• [TASK GOAL]
Find every line in the records that contains the word "sign" and copy each of those lines. Treat uppercase and lowercase as different.

• [TASK DATA]
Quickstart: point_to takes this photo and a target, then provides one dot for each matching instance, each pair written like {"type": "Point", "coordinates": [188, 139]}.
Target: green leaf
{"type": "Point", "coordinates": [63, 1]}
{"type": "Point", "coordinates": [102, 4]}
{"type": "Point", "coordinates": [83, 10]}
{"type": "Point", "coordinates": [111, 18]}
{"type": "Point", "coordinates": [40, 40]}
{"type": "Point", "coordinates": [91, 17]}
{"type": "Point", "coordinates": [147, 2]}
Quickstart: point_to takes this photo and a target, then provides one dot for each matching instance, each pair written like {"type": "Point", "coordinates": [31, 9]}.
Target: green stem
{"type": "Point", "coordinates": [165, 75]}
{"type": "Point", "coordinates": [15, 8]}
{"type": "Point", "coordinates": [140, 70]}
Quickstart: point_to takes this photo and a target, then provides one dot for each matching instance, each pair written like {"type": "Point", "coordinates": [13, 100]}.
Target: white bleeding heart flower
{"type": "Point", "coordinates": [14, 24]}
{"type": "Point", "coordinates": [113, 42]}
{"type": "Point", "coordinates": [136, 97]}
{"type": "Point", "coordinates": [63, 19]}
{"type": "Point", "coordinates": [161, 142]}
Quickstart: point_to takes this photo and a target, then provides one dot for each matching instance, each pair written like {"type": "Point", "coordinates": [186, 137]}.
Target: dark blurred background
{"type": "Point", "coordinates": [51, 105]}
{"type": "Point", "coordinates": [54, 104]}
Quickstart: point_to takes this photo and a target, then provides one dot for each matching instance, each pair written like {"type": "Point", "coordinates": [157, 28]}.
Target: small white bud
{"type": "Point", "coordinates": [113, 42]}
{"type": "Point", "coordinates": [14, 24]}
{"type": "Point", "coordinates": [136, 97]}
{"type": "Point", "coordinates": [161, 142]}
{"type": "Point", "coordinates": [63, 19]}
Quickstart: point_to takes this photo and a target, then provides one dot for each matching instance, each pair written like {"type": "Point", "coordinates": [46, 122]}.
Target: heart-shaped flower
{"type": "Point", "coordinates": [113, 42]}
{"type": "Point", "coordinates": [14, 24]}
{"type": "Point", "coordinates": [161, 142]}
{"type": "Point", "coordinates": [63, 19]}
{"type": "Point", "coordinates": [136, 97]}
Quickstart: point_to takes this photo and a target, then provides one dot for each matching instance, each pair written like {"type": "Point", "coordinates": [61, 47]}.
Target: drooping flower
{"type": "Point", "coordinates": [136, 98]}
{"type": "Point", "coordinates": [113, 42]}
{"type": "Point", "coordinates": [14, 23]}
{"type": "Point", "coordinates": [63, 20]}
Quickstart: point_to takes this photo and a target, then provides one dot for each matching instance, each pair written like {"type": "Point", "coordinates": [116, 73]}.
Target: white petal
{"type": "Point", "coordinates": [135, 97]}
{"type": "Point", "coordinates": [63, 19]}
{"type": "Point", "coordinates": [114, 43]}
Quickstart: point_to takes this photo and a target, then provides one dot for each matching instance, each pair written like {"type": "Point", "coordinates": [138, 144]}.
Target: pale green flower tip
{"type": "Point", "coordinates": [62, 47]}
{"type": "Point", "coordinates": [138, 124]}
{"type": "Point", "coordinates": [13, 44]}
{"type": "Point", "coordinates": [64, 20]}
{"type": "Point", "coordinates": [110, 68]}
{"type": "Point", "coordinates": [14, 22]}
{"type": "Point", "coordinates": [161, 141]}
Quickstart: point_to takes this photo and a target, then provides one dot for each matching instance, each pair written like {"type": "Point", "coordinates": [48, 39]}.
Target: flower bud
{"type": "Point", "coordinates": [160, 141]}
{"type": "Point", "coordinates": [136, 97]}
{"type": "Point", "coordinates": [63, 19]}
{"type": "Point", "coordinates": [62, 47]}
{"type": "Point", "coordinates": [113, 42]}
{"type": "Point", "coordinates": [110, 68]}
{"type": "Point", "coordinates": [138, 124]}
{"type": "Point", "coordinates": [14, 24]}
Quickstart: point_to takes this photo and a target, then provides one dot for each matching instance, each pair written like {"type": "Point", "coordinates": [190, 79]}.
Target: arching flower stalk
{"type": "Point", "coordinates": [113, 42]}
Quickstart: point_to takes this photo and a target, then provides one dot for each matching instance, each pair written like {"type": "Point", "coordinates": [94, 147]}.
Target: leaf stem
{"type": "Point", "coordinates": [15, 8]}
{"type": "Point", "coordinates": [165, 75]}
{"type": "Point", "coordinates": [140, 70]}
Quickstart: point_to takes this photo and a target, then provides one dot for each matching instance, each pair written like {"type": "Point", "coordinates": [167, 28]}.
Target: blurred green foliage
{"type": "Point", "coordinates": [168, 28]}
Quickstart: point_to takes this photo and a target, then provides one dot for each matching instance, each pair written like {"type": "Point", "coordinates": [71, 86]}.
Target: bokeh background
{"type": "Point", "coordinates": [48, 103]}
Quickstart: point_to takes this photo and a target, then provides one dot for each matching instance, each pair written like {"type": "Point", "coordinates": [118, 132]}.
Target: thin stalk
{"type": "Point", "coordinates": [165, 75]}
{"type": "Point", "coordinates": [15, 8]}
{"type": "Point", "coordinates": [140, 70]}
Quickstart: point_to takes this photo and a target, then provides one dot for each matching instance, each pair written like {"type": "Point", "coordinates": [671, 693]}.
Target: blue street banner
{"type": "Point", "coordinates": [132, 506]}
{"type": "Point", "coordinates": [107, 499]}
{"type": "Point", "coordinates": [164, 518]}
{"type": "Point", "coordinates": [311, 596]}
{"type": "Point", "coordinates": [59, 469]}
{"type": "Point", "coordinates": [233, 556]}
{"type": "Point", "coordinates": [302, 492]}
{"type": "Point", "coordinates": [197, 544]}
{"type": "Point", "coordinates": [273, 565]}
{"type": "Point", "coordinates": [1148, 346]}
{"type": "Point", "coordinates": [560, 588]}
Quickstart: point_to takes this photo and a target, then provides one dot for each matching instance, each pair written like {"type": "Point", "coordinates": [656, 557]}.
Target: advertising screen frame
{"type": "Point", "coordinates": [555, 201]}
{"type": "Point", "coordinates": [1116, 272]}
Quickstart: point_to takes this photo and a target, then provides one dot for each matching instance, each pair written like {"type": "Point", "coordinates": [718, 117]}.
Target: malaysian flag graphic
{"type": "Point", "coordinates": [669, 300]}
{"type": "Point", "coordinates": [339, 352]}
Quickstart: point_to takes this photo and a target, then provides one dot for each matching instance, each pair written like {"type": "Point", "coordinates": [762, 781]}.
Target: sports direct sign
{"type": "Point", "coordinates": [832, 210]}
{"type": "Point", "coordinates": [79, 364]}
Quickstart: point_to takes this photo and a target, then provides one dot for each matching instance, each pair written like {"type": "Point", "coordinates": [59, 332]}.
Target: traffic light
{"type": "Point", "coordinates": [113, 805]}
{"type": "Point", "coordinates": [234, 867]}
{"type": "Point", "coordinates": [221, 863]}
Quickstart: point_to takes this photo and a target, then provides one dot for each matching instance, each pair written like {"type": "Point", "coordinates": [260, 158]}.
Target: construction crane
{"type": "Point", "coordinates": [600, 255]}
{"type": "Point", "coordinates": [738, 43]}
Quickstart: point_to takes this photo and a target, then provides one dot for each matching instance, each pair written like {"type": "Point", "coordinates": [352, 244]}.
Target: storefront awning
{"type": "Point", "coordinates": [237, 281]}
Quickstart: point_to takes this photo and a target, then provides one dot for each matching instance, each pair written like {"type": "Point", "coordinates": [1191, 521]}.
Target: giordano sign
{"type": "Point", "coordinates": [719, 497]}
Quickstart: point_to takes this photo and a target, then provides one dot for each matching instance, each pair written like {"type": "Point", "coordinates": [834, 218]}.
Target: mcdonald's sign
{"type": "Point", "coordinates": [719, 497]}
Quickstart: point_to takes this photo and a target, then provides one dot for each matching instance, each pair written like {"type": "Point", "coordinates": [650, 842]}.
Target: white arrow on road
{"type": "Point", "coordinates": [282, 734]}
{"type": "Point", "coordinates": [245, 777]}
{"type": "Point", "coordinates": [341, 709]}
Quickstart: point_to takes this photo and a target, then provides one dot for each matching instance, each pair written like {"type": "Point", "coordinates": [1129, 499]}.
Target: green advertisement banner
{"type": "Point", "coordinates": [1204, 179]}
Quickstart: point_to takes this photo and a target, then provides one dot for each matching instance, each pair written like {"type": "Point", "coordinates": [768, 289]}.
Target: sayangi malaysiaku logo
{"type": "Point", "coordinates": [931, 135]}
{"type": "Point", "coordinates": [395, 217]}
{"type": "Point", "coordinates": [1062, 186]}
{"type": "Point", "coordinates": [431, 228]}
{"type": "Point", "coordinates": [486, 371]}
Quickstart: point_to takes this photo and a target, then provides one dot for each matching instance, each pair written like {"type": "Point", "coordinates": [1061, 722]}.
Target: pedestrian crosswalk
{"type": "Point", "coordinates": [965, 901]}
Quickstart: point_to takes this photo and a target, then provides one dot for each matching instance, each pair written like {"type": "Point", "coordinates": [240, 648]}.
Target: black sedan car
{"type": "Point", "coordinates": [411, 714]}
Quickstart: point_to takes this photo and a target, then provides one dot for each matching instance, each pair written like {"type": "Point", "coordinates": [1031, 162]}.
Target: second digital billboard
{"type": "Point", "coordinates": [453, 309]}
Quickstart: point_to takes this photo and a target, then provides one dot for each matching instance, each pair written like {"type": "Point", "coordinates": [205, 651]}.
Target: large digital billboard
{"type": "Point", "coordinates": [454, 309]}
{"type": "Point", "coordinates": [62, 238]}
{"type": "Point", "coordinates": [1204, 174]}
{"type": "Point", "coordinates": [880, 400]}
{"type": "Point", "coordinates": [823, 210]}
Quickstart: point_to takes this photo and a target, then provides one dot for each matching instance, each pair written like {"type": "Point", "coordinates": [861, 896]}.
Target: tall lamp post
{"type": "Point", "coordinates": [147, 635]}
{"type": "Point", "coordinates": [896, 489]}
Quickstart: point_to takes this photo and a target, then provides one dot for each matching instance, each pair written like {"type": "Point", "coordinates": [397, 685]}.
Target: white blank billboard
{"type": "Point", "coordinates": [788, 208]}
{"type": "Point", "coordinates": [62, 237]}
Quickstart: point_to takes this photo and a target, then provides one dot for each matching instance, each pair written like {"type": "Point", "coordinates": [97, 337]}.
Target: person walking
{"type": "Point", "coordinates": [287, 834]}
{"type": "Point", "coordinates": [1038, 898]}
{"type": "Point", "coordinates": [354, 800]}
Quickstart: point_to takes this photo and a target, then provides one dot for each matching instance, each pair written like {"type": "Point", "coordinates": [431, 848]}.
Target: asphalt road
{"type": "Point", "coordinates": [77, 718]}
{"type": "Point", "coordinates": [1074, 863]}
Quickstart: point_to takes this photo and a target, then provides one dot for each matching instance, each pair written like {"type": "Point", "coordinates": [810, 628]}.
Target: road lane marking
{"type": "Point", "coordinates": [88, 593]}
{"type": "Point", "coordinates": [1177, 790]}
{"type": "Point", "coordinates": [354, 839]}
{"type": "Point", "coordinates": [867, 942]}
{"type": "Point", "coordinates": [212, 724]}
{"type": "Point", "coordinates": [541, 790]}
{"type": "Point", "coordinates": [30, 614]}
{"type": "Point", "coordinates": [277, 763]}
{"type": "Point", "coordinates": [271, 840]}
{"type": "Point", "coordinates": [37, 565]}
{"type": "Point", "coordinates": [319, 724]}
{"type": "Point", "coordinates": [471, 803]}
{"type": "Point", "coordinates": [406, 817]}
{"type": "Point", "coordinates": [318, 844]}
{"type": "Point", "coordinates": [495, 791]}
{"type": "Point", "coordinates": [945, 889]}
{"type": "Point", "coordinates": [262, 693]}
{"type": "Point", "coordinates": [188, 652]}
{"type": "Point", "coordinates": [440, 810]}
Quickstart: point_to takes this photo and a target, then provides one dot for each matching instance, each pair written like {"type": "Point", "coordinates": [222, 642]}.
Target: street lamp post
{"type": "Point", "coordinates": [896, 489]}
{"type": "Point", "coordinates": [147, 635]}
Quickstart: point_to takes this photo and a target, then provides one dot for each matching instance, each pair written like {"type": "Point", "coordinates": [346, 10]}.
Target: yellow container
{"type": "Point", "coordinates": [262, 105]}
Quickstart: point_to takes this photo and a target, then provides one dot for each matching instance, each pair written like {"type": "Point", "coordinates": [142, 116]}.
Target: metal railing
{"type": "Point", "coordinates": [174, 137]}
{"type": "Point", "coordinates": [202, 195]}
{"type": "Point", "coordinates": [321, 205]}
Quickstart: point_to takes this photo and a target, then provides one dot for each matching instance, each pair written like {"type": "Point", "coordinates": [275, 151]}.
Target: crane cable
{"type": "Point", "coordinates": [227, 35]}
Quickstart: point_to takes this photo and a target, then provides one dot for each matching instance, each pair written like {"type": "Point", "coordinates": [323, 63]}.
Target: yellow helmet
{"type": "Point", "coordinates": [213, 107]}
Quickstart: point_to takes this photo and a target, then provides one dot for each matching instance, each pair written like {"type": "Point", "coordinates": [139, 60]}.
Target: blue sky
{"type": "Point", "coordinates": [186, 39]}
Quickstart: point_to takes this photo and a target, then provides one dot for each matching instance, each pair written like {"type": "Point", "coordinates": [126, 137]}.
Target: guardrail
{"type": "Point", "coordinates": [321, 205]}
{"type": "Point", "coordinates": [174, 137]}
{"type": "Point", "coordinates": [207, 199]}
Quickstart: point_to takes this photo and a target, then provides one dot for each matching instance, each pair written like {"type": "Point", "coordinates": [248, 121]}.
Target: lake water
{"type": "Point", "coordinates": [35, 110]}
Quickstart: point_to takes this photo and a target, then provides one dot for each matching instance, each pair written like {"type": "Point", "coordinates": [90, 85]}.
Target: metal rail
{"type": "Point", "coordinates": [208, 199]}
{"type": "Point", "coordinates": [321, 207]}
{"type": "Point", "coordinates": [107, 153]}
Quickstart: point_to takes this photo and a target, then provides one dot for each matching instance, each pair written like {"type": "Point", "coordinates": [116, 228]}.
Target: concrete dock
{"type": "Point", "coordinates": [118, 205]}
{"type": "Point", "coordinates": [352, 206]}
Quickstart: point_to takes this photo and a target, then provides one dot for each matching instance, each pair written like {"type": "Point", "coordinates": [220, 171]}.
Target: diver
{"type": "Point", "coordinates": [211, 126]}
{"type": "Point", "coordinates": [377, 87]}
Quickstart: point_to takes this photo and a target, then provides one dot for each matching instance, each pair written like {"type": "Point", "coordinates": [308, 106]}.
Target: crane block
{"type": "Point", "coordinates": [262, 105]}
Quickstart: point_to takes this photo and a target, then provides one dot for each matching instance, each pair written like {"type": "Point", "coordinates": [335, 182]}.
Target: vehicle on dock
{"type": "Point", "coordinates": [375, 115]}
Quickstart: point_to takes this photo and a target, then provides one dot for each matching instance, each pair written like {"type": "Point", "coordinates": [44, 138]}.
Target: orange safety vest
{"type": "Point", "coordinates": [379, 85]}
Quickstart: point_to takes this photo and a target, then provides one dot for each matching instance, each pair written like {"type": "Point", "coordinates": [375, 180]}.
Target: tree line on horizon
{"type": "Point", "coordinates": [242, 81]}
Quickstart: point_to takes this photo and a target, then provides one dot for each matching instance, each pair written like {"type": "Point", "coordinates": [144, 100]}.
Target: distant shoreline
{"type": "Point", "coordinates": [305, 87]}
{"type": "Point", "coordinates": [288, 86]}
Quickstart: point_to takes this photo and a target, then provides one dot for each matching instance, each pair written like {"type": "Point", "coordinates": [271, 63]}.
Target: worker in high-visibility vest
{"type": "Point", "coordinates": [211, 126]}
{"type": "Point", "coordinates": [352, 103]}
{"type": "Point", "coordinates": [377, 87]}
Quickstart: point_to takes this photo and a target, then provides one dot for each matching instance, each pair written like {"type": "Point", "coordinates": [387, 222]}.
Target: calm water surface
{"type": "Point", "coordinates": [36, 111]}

• [REPLY]
Target: sports direct sign
Target: giordano sign
Target: mcdonald's sign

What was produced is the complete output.